● **RECORDS SHOWN**
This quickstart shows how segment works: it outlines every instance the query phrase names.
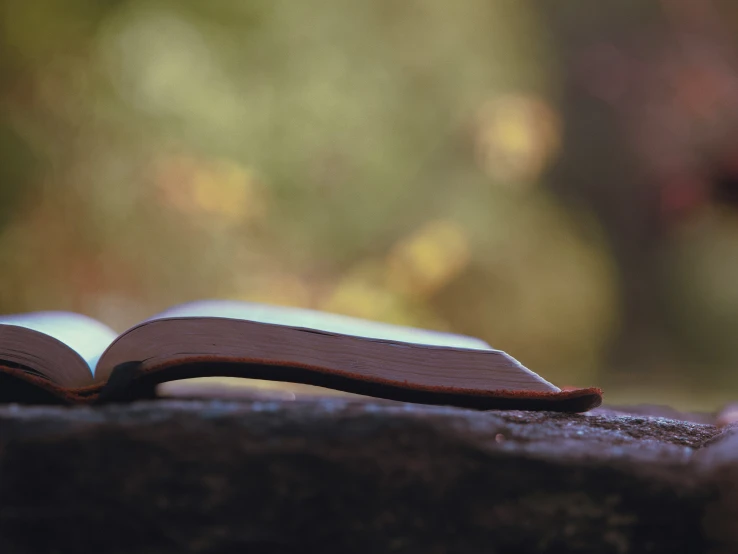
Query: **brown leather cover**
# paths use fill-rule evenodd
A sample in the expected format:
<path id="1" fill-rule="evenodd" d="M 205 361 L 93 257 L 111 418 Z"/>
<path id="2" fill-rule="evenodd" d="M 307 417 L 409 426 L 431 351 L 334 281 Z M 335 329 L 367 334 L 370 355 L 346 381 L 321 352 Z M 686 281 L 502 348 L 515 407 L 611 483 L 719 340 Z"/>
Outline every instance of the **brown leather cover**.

● **WORK TO COMPLETE**
Reproduce each line of the records in which the word "cover" appears.

● **TASK RESPONSE**
Query: **brown leather cover**
Outline every instance of the **brown leather cover**.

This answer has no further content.